• EXERCISE BRIEF:
Copy out the stretch of the listing from its start through the line containing "left=99, top=367, right=177, bottom=429", including both ends, and leave the pictures out.

• EXERCISE INPUT:
★ ★ ★ ★

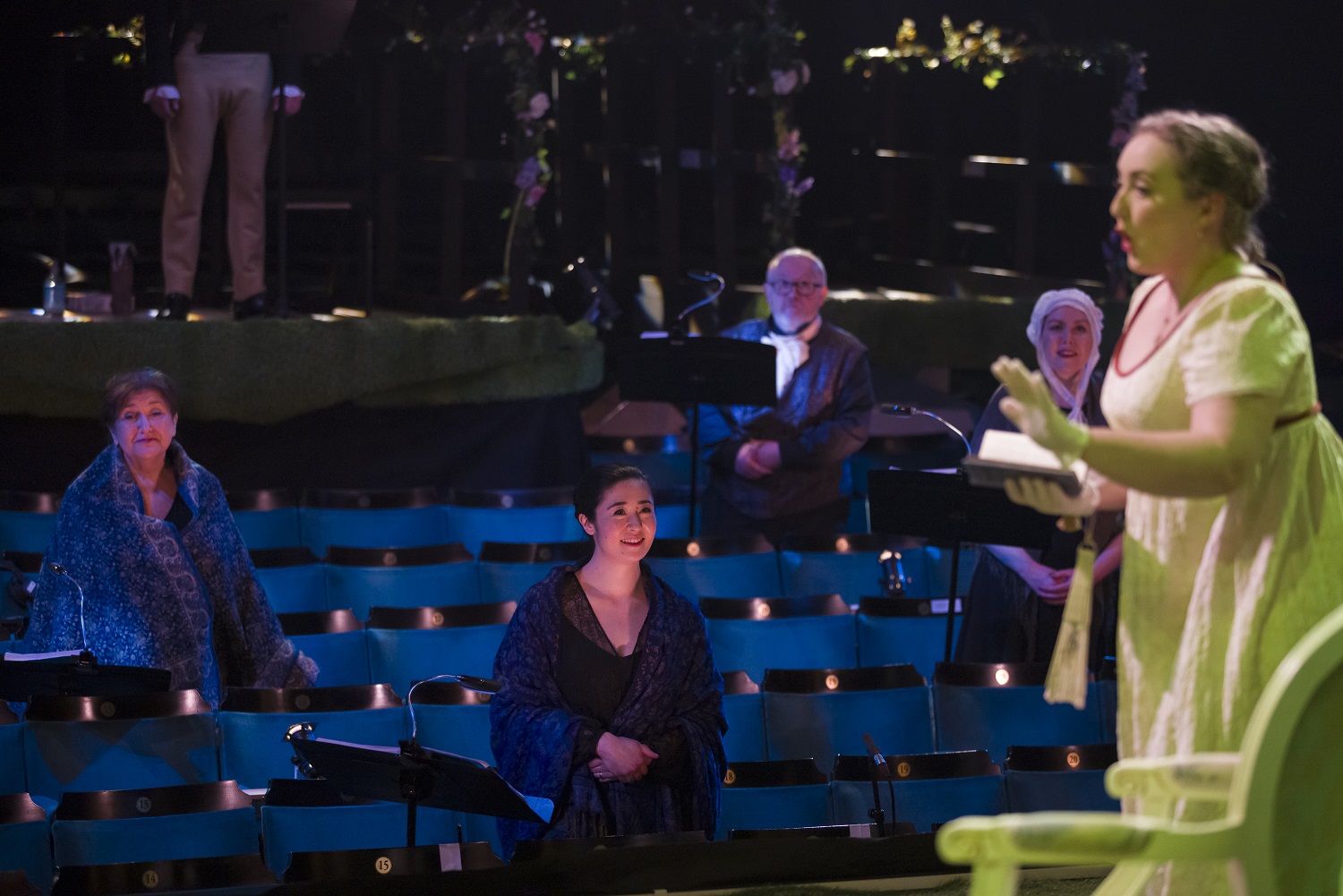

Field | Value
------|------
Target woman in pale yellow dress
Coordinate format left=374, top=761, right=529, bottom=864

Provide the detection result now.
left=994, top=112, right=1343, bottom=893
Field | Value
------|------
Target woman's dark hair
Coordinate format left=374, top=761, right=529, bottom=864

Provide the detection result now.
left=574, top=464, right=649, bottom=523
left=99, top=367, right=177, bottom=429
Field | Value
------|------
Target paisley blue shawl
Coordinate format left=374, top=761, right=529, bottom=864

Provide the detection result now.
left=491, top=566, right=728, bottom=857
left=27, top=442, right=317, bottom=706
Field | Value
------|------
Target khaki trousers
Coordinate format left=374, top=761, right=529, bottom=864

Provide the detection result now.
left=163, top=32, right=271, bottom=300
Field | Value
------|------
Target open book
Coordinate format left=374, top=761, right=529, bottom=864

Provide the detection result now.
left=962, top=430, right=1087, bottom=497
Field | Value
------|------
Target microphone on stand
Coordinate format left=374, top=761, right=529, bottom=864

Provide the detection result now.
left=881, top=405, right=972, bottom=457
left=673, top=270, right=728, bottom=336
left=862, top=732, right=896, bottom=837
left=47, top=563, right=89, bottom=660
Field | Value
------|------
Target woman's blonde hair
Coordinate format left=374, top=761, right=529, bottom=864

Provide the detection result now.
left=1133, top=109, right=1268, bottom=262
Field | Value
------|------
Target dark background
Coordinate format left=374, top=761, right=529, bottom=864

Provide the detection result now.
left=0, top=0, right=1343, bottom=341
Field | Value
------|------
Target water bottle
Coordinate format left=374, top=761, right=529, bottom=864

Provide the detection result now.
left=42, top=262, right=66, bottom=317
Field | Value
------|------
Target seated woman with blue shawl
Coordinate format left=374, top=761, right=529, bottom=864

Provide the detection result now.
left=491, top=464, right=727, bottom=854
left=27, top=368, right=317, bottom=708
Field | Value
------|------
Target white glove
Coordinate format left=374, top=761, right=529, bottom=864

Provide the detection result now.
left=1004, top=475, right=1100, bottom=517
left=990, top=357, right=1091, bottom=467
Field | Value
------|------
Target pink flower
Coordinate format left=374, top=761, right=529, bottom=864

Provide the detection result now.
left=518, top=90, right=551, bottom=121
left=770, top=69, right=798, bottom=97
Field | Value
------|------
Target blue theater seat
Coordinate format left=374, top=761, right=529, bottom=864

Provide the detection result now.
left=443, top=486, right=587, bottom=553
left=249, top=547, right=327, bottom=612
left=0, top=720, right=27, bottom=794
left=276, top=610, right=373, bottom=687
left=23, top=690, right=219, bottom=798
left=327, top=542, right=481, bottom=619
left=406, top=681, right=494, bottom=765
left=779, top=533, right=929, bottom=603
left=0, top=550, right=42, bottom=620
left=760, top=665, right=934, bottom=765
left=717, top=759, right=833, bottom=840
left=225, top=489, right=303, bottom=550
left=298, top=488, right=454, bottom=556
left=700, top=593, right=859, bottom=681
left=261, top=779, right=465, bottom=875
left=218, top=684, right=408, bottom=787
left=368, top=601, right=518, bottom=693
left=723, top=670, right=768, bottom=763
left=830, top=741, right=1006, bottom=834
left=854, top=598, right=961, bottom=681
left=51, top=781, right=260, bottom=869
left=0, top=792, right=56, bottom=893
left=647, top=534, right=783, bottom=599
left=477, top=539, right=593, bottom=603
left=0, top=491, right=61, bottom=553
left=932, top=662, right=1101, bottom=760
left=1004, top=743, right=1119, bottom=811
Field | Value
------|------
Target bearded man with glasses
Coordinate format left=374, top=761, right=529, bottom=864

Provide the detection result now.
left=700, top=247, right=875, bottom=544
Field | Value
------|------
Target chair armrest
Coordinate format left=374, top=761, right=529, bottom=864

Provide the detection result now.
left=937, top=811, right=1168, bottom=865
left=1106, top=752, right=1241, bottom=803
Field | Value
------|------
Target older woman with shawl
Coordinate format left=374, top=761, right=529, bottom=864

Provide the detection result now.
left=27, top=368, right=317, bottom=706
left=491, top=465, right=727, bottom=854
left=956, top=289, right=1123, bottom=670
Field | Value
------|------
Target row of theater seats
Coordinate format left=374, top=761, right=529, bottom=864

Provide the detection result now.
left=0, top=744, right=1117, bottom=896
left=261, top=595, right=961, bottom=693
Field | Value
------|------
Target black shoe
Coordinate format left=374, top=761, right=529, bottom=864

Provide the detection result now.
left=234, top=293, right=273, bottom=321
left=158, top=293, right=191, bottom=321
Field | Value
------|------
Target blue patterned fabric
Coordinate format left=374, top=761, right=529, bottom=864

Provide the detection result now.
left=27, top=442, right=317, bottom=706
left=491, top=566, right=727, bottom=857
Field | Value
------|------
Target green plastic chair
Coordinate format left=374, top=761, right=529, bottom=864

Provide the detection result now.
left=937, top=607, right=1343, bottom=896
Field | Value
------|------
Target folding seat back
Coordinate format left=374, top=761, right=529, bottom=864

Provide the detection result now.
left=406, top=681, right=494, bottom=765
left=854, top=596, right=962, bottom=681
left=1004, top=743, right=1119, bottom=811
left=225, top=489, right=303, bottom=550
left=0, top=550, right=42, bottom=620
left=51, top=781, right=260, bottom=869
left=932, top=662, right=1101, bottom=760
left=368, top=601, right=518, bottom=693
left=218, top=684, right=408, bottom=787
left=723, top=670, right=768, bottom=763
left=298, top=488, right=453, bottom=556
left=779, top=533, right=927, bottom=603
left=0, top=792, right=56, bottom=893
left=327, top=542, right=481, bottom=619
left=261, top=779, right=464, bottom=883
left=0, top=720, right=27, bottom=794
left=647, top=534, right=783, bottom=599
left=717, top=759, right=833, bottom=840
left=23, top=690, right=219, bottom=798
left=477, top=540, right=593, bottom=603
left=445, top=486, right=587, bottom=553
left=830, top=741, right=1006, bottom=834
left=760, top=665, right=934, bottom=765
left=700, top=593, right=859, bottom=681
left=0, top=491, right=61, bottom=553
left=250, top=547, right=327, bottom=612
left=277, top=610, right=373, bottom=687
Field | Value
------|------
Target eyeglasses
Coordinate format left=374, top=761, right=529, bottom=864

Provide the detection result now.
left=770, top=278, right=825, bottom=295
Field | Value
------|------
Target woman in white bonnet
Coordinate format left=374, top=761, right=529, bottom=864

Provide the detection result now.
left=956, top=289, right=1123, bottom=671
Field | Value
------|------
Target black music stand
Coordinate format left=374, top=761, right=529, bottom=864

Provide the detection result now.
left=868, top=470, right=1056, bottom=662
left=0, top=654, right=172, bottom=703
left=289, top=732, right=555, bottom=846
left=192, top=0, right=356, bottom=317
left=615, top=333, right=778, bottom=539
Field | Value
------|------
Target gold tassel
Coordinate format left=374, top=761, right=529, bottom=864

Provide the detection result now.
left=1045, top=517, right=1096, bottom=709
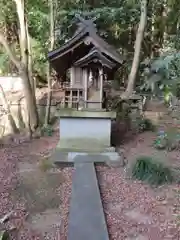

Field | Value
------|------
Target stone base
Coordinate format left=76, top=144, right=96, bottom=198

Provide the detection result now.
left=51, top=142, right=121, bottom=166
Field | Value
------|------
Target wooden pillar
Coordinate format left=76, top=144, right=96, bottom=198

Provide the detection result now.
left=99, top=68, right=103, bottom=108
left=70, top=67, right=76, bottom=86
left=83, top=68, right=88, bottom=108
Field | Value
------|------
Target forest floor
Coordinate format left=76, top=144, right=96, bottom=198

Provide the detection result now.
left=0, top=124, right=180, bottom=240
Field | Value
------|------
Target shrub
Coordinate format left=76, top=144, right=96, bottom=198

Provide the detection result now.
left=38, top=158, right=53, bottom=172
left=132, top=156, right=173, bottom=185
left=41, top=125, right=53, bottom=137
left=131, top=115, right=155, bottom=133
left=0, top=230, right=10, bottom=240
left=154, top=129, right=180, bottom=151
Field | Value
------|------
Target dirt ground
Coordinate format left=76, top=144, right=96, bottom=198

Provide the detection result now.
left=0, top=126, right=180, bottom=240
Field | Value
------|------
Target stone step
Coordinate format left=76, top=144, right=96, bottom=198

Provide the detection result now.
left=67, top=162, right=109, bottom=240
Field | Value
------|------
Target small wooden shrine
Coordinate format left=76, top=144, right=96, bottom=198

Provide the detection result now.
left=48, top=16, right=123, bottom=109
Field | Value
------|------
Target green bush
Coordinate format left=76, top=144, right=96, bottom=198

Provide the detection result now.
left=154, top=129, right=180, bottom=151
left=0, top=230, right=10, bottom=240
left=41, top=125, right=53, bottom=137
left=139, top=118, right=155, bottom=132
left=132, top=156, right=174, bottom=186
left=131, top=114, right=155, bottom=133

★ ★ ★ ★

• ANSWER BELOW:
Field | Value
------|------
Target woman in pale yellow dress
Coordinate format left=374, top=761, right=529, bottom=864

Provide the detection result now.
left=994, top=112, right=1343, bottom=893
Field | Value
------|------
Target woman's dark hair
Coordinate format left=374, top=761, right=529, bottom=864

Provide the detection result now.
left=574, top=464, right=649, bottom=523
left=99, top=367, right=177, bottom=429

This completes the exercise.